> Directions for this task
Format every line of the entries below as a numbered list, omitting any blank lines.

══ Record list ══

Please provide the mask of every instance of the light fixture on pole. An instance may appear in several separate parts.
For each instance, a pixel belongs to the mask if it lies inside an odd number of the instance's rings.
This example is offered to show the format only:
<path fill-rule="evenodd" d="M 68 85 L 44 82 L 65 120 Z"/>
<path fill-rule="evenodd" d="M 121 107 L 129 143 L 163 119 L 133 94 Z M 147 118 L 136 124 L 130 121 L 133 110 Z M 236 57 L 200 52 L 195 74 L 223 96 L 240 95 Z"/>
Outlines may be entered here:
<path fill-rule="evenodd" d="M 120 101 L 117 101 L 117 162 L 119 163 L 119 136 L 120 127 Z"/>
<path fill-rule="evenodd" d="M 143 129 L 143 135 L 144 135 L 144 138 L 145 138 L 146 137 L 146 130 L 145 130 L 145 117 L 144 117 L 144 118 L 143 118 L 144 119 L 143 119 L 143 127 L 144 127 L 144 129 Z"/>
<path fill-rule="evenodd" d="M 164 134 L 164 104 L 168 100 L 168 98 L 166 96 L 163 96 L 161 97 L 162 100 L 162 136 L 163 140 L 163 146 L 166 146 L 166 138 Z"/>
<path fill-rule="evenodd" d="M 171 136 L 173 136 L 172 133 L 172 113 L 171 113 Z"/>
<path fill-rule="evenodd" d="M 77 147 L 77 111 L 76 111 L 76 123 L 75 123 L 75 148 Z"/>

═══

> Solution to the problem
1. Please provide the mask of every instance of the light fixture on pole. An instance may appear in several separate parts.
2. For each instance, a pixel belongs to the mask if it lies inside an odd number of the instance's rings.
3. This example is offered to show the format only:
4. <path fill-rule="evenodd" d="M 68 85 L 44 82 L 65 120 Z"/>
5. <path fill-rule="evenodd" d="M 121 107 L 129 143 L 163 119 L 133 94 Z M 147 118 L 136 124 L 130 121 L 133 110 Z M 236 57 L 200 52 L 195 74 L 223 96 L 240 95 Z"/>
6. Outlines may be entered here:
7. <path fill-rule="evenodd" d="M 120 101 L 117 101 L 117 162 L 119 163 L 119 136 L 120 127 Z"/>
8. <path fill-rule="evenodd" d="M 143 129 L 143 135 L 144 135 L 144 138 L 145 138 L 146 137 L 146 130 L 145 130 L 145 117 L 144 117 L 144 118 L 143 118 L 144 119 L 143 119 L 143 127 L 144 127 L 144 129 Z"/>
9. <path fill-rule="evenodd" d="M 164 134 L 164 104 L 168 100 L 168 98 L 166 96 L 163 96 L 161 97 L 162 100 L 162 136 L 163 140 L 163 146 L 166 146 L 166 138 Z"/>
10. <path fill-rule="evenodd" d="M 171 136 L 173 136 L 172 133 L 172 113 L 171 113 Z"/>
11. <path fill-rule="evenodd" d="M 77 147 L 77 111 L 76 111 L 76 123 L 75 123 L 75 148 Z"/>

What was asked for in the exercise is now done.